Objetivo do exercício: Transcreva, da entrevista sobre o Afeganistão, a passagem que vai de "Os atentados terroristas" até "fase de instabilidade.", incluindo essas palavras.

Trecho selecionado:
Publicado em 26 de agosto de 2021 às 14h49.

Última atualização em 26 de agosto de 2021 às 16h31.

Secretário particular do ex-presidente Hamid Karzai, que governou o Afeganistão entre 2001 e 2014, o afegão Sher Jan Ahmadzai, especialista em relações internacionais e políticas públicas, é considerado um dos maiores analistas do mundo em assuntos relacionados às dinâmicas da região. Em entrevista exclusiva à EXAME, Ahmadzai, que é diretor do Centro de Estudos Afegãos da Universidade de Nebraska, avalia o cenário atual no Afeganistão. “As decisões políticas que levaram à retirada das tropas americanas podem ter consequências desastrosas para o governo americano especialmente se atentados terroristas como os de hoje se repetirem”, diz. Veja os principais trechos da entrevista a seguir.

Os atentados terroristas que aconteceram nesta quinta no Afeganistão eram previsíveis?

Sim. Havia inúmeros relatórios de centrais de inteligência dos Estados Unidos e outros países sobre os grupos terroristas em ação no Afeganistão e quanto a retirada das tropas poderia impactar esse cenário para pior. Sem um governo democrático constituído e o aparato oficial de repressão ao terror, aliado à presença de tropas estrangeiras bem treinadas, o país poderia entrar numa grande fase de instabilidade.

O governo americano decidiu arcar com os riscos de sua retirada do Afeganistão, mesmo sabendo das ameaças terroristas?

Sim. Primeiro com Trump e agora com Biden, os Estados Unidos tomaram uma decisão política, para agradar o eleitorado americano. Colocaram na balança a desestabilização do Afeganistão e a possiblidade de atentados, que inclusive poderiam atingir cidadãos e tropas americanas, além do fato de que milhares de civis, afegãos e americanos, poderiam ser deixados para trás.

A autoria do atentado desta quinta está sendo atribuída ao Estado Islâmico. Pode ter sido uma ação coordenada com o Talibã para impedir a continuidade da evacuação de civis?

Pode. O Talibã tem uma unidade de inteligência que sabe perfeitamente o que acontece no país, inclusive em relação a grupos como o Estado Islâmico, que está presente na região há muito tempo.

O Estado Islâmico pode trabalhar de forma independente?

Sim. E é preciso lembrar que não existe só o Estado Islâmico ou o Talibã. Há pelo menos 21 grupos, que chamamos de milícias, em atuação no país. Só do Estado Islâmico há umas três ou quatro ramificações. Eles podem trabalhar juntos ou não. Mas tenha certeza que o Talibã conhece muito bem sua forma de operar e os monitora.

Dados extraídos:
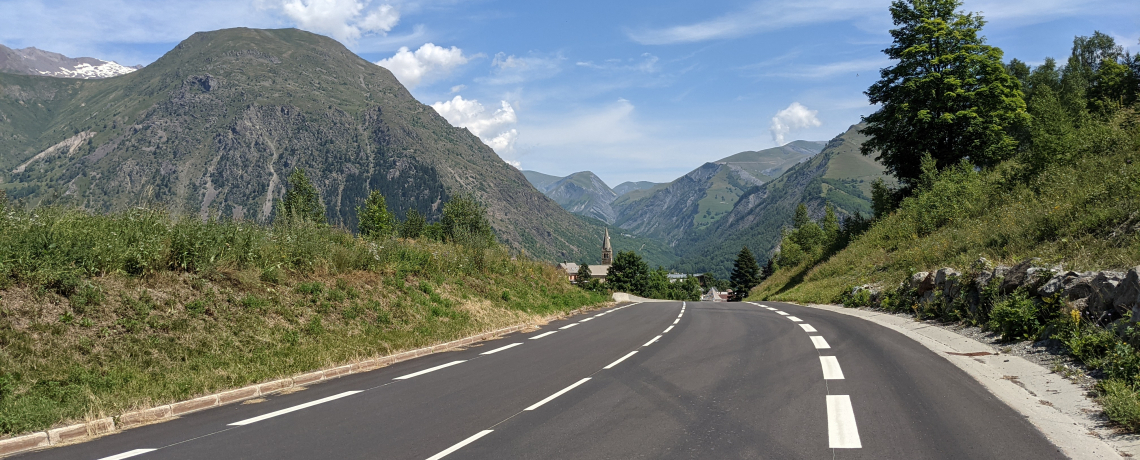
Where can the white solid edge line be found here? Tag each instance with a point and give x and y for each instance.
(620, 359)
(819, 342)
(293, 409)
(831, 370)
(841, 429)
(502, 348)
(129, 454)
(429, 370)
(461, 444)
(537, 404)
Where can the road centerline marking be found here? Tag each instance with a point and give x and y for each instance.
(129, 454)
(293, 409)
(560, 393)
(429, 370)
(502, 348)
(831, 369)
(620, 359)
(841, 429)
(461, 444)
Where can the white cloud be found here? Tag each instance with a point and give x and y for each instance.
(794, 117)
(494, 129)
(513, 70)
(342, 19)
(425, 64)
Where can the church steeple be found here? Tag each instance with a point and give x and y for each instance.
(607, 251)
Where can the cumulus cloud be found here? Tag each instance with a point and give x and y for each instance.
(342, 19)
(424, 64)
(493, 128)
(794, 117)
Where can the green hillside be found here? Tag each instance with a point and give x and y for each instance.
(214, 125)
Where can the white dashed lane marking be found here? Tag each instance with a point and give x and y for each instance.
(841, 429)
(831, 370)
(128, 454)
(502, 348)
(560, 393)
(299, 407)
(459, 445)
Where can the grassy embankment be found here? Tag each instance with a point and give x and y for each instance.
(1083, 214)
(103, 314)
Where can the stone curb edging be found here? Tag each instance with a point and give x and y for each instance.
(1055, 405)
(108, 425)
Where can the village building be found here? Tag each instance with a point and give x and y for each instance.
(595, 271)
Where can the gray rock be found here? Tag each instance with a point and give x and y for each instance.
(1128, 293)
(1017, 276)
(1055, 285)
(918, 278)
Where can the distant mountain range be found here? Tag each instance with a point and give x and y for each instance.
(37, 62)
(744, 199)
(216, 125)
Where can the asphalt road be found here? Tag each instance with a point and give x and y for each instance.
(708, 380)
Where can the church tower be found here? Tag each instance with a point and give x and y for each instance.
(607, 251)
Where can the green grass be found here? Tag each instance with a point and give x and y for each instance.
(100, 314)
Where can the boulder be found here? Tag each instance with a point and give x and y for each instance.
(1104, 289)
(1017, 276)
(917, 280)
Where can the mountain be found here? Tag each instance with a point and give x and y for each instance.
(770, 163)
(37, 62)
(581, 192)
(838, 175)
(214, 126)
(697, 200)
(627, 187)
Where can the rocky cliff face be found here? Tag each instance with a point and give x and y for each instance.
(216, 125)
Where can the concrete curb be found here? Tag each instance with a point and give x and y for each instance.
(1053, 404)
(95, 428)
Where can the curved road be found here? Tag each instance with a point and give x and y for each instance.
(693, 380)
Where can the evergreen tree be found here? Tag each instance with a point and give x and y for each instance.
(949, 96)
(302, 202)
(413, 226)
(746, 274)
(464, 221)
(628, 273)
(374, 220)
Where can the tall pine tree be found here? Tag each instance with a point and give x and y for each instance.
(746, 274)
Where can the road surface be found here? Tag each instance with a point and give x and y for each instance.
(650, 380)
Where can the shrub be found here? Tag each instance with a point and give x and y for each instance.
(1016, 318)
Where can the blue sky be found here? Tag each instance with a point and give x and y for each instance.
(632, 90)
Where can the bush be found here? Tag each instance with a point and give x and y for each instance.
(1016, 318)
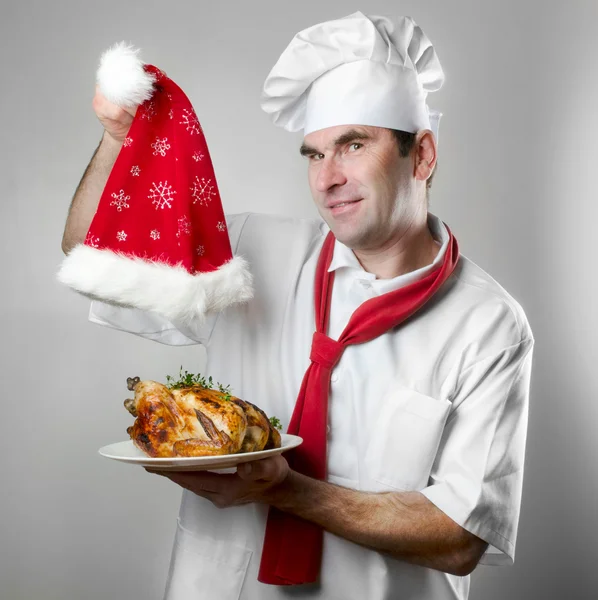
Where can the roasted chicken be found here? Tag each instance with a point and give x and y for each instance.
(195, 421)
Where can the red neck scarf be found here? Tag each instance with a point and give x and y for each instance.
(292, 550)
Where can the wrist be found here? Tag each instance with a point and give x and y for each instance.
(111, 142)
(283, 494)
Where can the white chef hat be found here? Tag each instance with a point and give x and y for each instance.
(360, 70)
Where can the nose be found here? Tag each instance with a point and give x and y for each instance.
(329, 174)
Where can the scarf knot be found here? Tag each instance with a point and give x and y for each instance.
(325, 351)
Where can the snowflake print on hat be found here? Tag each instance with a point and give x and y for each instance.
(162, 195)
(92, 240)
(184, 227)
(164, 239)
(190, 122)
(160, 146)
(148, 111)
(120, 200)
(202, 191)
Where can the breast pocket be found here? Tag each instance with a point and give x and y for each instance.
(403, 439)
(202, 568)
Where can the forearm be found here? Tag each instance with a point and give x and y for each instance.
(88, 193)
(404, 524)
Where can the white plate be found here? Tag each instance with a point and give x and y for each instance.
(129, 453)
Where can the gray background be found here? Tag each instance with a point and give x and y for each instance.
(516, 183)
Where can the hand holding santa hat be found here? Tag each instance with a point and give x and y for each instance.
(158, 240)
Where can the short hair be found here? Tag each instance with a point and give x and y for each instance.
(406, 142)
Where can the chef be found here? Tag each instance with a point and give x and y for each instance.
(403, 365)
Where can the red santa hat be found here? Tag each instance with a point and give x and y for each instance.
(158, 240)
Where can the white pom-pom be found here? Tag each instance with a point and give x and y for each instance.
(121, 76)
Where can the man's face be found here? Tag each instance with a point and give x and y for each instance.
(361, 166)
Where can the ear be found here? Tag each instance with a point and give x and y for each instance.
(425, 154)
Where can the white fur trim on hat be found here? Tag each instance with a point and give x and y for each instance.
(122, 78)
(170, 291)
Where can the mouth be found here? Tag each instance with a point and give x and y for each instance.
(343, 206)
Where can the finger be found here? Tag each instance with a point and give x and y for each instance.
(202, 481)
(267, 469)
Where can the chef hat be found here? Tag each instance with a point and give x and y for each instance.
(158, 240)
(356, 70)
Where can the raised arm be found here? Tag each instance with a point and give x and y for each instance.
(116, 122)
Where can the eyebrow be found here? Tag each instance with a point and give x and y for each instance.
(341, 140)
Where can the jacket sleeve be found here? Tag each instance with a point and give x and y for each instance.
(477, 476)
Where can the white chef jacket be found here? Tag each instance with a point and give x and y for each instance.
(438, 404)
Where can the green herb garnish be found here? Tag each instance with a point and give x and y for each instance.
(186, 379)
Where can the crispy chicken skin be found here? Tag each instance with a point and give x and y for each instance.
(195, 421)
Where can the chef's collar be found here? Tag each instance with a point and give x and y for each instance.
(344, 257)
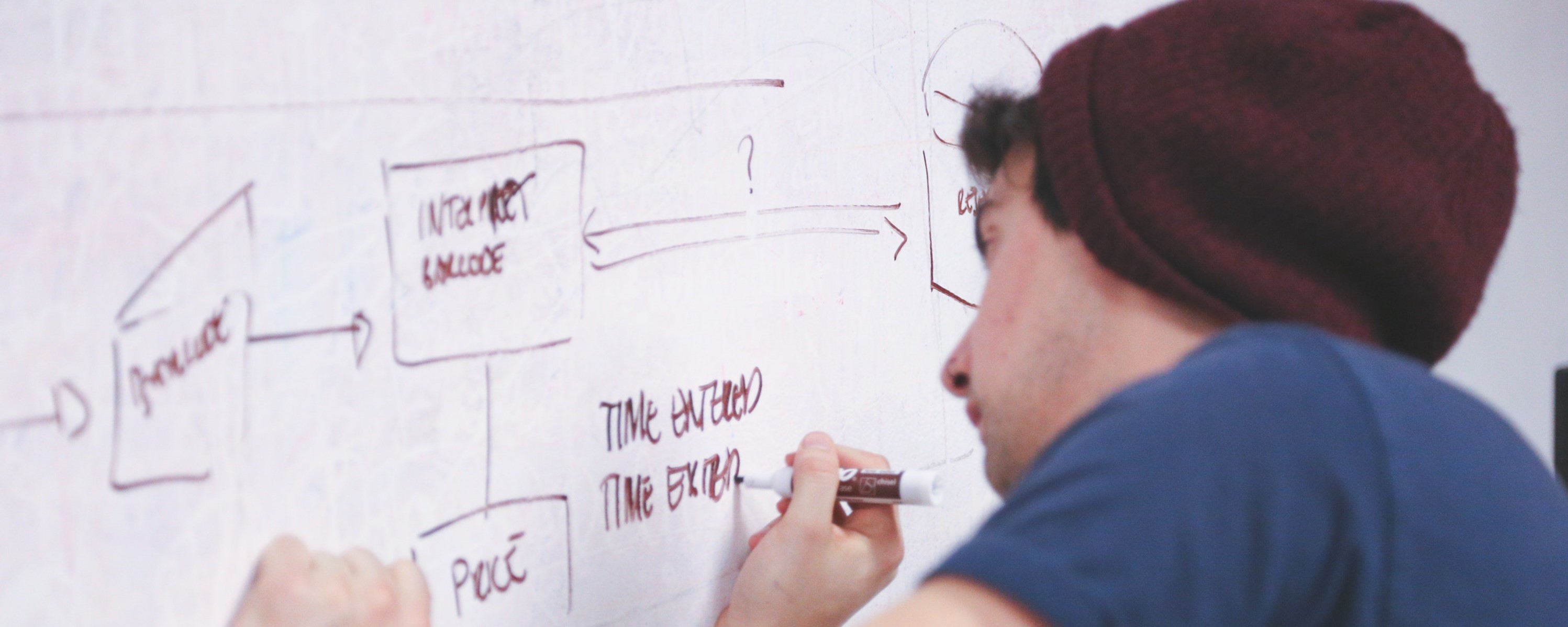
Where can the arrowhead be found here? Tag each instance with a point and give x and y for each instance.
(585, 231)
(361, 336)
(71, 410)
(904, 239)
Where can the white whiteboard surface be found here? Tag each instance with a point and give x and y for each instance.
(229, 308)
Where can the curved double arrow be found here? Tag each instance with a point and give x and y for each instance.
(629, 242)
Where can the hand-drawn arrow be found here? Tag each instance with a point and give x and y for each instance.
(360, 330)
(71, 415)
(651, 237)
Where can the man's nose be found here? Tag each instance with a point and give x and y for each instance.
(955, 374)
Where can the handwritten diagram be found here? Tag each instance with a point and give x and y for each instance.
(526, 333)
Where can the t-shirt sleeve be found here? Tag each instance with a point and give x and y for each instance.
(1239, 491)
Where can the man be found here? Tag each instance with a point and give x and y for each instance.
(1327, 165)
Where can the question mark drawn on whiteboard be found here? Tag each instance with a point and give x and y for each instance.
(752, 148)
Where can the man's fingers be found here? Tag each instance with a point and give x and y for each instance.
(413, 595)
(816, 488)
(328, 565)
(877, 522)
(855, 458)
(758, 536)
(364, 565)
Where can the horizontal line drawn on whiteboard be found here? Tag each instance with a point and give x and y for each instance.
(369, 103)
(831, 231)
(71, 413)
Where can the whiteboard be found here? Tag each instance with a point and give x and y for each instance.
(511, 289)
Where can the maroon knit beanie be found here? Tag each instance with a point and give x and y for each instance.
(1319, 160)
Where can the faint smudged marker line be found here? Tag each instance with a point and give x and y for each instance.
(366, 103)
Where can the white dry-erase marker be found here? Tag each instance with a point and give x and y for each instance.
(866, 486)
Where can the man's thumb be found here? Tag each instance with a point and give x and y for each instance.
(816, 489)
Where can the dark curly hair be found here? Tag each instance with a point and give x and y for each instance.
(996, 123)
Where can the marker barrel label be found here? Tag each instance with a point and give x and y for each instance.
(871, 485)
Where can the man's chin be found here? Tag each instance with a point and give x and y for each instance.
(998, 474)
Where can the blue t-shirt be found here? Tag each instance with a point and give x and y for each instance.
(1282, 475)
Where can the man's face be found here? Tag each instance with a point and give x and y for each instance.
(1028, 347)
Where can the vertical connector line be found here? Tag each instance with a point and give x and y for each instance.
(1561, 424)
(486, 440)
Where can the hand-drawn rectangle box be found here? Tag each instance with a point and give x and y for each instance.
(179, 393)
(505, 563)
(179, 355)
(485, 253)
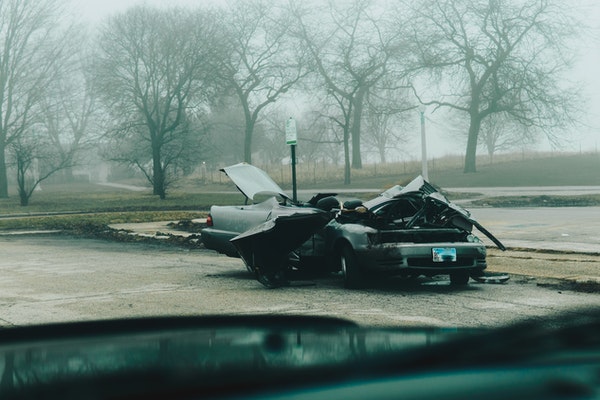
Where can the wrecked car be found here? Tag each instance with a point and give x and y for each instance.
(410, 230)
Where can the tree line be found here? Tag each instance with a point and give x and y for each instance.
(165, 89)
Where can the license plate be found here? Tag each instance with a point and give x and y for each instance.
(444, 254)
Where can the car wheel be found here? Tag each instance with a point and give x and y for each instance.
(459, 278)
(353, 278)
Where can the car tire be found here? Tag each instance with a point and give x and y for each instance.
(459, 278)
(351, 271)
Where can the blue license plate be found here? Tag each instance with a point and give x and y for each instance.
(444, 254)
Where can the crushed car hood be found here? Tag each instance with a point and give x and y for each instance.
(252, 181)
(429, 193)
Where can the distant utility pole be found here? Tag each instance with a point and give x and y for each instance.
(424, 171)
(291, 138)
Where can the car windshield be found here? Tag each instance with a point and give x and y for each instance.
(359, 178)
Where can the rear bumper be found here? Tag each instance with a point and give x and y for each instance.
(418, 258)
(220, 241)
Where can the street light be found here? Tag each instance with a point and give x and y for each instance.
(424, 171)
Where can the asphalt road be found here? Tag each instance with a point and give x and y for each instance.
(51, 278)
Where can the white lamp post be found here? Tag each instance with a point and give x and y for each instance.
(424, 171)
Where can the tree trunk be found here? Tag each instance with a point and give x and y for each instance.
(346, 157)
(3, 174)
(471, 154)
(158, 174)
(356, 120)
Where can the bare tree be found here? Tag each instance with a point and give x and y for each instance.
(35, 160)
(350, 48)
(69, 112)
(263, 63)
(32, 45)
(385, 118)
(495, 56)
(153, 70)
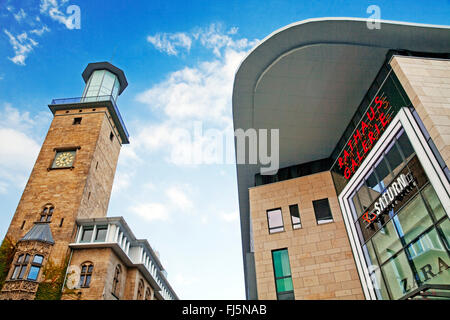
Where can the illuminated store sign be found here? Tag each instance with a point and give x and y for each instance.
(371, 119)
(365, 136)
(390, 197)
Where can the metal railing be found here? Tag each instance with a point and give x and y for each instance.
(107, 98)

Resposta à tarefa:
Os atentados terroristas que aconteceram nesta quinta no Afeganistão eram previsíveis?

Sim. Havia inúmeros relatórios de centrais de inteligência dos Estados Unidos e outros países sobre os grupos terroristas em ação no Afeganistão e quanto a retirada das tropas poderia impactar esse cenário para pior. Sem um governo democrático constituído e o aparato oficial de repressão ao terror, aliado à presença de tropas estrangeiras bem treinadas, o país poderia entrar numa grande fase de instabilidade.